- _本文_

%%

オ 後遺障害逸失利益 2,060万2,551円
 基礎収入は平成29年源泉徴収票のとおり660万6,431円である。
 労働能力喪失率:喪失期間について
 原告の後遺障害は,平成30年6月18日左手関節MRI検査を踏まえると,左手関節において尺骨小窩から三角靱帯の剥奪が認められ,discproperにも損傷が及び,さらに尺側部断裂も認められており,TFCC損傷が広範囲に及んでいると判断され,同年12月10日左手関節MRI検査を踏まえTFCCの広範な信号変化は著変なく認められると判断されている。そうすると,左手関節痛は改善しない可能性が高く,将来的に二次性の変化や関節症変化のリスクがあるものである。よって,労働能力喪失率は20%,労働能力喪失期間は就労可能年齢の67歳までの31年間認めるのが相当である。
(計算式)
基礎収入660万6,431円×0.2(労働能力喪失率)×15.5928(31年のライプニッツ係数)

         (中略)

(被告の主張)

%%

- _提示された行_
%%

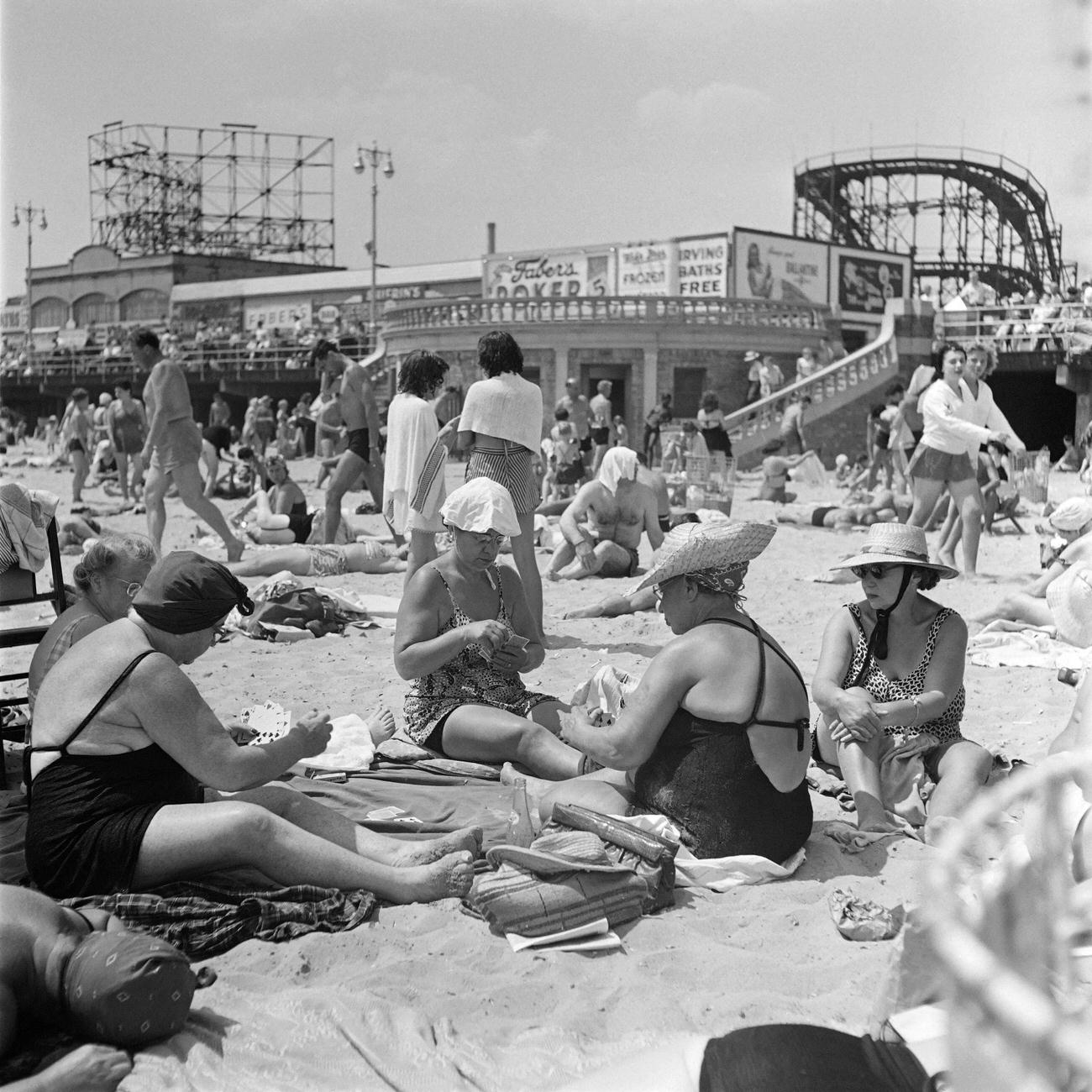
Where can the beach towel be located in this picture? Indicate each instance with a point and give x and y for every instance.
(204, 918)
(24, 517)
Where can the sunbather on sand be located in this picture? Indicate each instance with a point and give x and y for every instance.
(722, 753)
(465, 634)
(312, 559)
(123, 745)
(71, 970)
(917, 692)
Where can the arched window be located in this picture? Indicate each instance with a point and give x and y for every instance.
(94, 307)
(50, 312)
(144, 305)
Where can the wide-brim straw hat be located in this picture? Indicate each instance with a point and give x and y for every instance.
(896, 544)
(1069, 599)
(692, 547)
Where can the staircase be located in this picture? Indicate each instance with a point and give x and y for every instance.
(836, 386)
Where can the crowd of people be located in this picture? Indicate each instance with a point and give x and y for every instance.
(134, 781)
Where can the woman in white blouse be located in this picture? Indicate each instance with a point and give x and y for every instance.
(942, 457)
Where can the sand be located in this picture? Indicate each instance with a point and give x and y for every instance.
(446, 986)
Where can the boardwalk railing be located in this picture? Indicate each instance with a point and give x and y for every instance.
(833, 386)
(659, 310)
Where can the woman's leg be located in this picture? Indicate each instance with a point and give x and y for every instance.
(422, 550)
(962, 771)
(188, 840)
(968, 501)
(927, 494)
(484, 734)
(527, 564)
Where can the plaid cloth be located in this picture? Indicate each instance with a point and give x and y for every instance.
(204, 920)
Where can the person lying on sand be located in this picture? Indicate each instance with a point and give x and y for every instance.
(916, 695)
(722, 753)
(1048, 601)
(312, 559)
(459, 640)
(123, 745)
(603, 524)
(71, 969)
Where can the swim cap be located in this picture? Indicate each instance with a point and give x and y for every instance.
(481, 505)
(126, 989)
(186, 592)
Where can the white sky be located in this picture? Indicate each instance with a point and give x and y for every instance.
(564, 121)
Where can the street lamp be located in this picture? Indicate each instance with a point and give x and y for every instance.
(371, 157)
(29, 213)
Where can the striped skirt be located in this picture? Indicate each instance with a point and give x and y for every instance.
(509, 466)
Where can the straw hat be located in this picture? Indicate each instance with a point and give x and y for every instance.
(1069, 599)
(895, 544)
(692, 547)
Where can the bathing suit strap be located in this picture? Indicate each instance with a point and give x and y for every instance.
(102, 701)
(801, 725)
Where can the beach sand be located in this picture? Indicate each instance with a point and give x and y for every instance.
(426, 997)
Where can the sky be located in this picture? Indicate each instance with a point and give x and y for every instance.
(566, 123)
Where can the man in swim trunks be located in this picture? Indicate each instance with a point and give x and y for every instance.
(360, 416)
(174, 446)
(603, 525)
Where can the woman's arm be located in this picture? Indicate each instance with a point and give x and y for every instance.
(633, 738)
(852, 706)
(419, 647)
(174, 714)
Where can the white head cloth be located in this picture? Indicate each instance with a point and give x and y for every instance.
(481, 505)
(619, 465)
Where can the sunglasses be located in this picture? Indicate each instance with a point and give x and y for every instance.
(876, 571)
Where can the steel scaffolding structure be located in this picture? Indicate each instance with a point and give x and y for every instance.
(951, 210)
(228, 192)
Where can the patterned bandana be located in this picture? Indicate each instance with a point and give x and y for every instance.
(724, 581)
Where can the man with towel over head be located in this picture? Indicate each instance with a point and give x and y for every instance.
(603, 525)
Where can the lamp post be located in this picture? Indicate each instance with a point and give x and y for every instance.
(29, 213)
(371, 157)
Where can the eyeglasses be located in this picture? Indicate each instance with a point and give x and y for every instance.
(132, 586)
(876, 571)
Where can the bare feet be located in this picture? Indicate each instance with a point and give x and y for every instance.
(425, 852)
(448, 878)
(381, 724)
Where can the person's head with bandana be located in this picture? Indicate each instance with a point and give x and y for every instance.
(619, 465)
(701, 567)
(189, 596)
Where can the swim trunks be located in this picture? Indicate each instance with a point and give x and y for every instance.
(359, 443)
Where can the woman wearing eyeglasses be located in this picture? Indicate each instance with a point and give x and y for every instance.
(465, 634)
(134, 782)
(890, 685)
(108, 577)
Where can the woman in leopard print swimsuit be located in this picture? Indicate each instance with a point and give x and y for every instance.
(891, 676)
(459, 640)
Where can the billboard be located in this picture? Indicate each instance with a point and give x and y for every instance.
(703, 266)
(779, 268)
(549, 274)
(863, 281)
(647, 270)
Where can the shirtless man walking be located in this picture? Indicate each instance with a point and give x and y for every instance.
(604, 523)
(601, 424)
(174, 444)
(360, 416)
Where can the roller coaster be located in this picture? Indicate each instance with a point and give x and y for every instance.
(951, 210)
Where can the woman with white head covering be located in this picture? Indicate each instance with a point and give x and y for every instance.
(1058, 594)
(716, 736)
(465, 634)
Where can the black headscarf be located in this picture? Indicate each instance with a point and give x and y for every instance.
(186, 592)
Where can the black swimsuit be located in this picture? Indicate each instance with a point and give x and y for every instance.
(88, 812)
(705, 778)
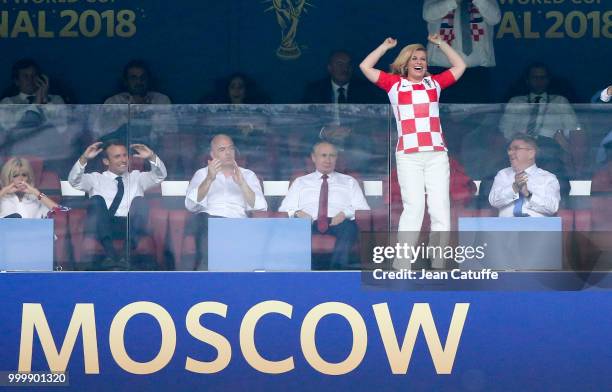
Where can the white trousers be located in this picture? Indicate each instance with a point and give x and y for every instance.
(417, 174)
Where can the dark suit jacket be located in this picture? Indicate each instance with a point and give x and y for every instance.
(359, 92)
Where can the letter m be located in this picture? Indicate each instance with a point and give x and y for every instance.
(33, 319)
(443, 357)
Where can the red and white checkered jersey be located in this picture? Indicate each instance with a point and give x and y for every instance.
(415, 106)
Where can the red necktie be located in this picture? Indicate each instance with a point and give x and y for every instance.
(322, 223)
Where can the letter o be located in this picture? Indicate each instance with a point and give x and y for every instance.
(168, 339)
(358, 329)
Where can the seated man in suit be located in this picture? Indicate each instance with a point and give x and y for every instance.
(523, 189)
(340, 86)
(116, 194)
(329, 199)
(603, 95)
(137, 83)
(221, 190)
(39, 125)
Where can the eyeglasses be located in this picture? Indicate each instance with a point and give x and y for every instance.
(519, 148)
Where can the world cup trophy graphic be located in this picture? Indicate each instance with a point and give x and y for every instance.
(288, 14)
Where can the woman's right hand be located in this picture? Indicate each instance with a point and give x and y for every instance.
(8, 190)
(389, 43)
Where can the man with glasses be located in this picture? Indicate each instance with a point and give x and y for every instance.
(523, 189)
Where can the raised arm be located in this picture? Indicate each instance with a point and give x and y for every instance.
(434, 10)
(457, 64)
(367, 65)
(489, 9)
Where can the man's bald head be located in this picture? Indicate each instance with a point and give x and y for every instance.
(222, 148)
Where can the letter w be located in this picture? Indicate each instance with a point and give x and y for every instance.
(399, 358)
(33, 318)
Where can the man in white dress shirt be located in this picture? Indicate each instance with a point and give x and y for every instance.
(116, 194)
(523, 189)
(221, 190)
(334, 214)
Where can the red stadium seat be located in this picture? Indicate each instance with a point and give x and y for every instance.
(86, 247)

%%

- _練習問題_
- A) 本文の「原告の後遺障害は」で始まる段落を、主な事実を残したまま箇条書きで短くまとめよ。
- B) 本文のうち、「労働能力喪失率:喪失期間について」を含む語句から書き始め、「(31年のライプニッツ係数)」の後で終えて、そのまま書き写してください。

- _解答_
- A)
・平成30年6月18日の左手関節MRI検査を踏まえ、左手関節で尺骨小窩から三角靱帯の剥奪や尺側部断裂が認められ、TFCC損傷が広範囲に及ぶと判断された。
・同年12月10日の左手関節MRI検査を踏まえ、TFCCの広範な信号変化は著変なく認められると判断された。
・左手関節痛は改善しない可能性が高く、将来的に二次性の変化や関節症変化のリスクがある。
・労働能力喪失率は20%、労働能力喪失期間は就労可能年齢の67歳までの31年間と認めるのが相当である。

- B)
労働能力喪失率:喪失期間について
 原告の後遺障害は,平成30年6月18日左手関節MRI検査を踏まえると,左手関節において尺骨小窩から三角靱帯の剥奪が認められ,discproperにも損傷が及び,さらに尺側部断裂も認められており,TFCC損傷が広範囲に及んでいると判断され,同年12月10日左手関節MRI検査を踏まえTFCCの広範な信号変化は著変なく認められると判断されている。そうすると,左手関節痛は改善しない可能性が高く,将来的に二次性の変化や関節症変化のリスクがあるものである。よって,労働能力喪失率は20%,労働能力喪失期間は就労可能年齢の67歳までの31年間認めるのが相当である。
(計算式)
基礎収入660万6,431円×0.2(労働能力喪失率)×15.5928(31年のライプニッツ係数)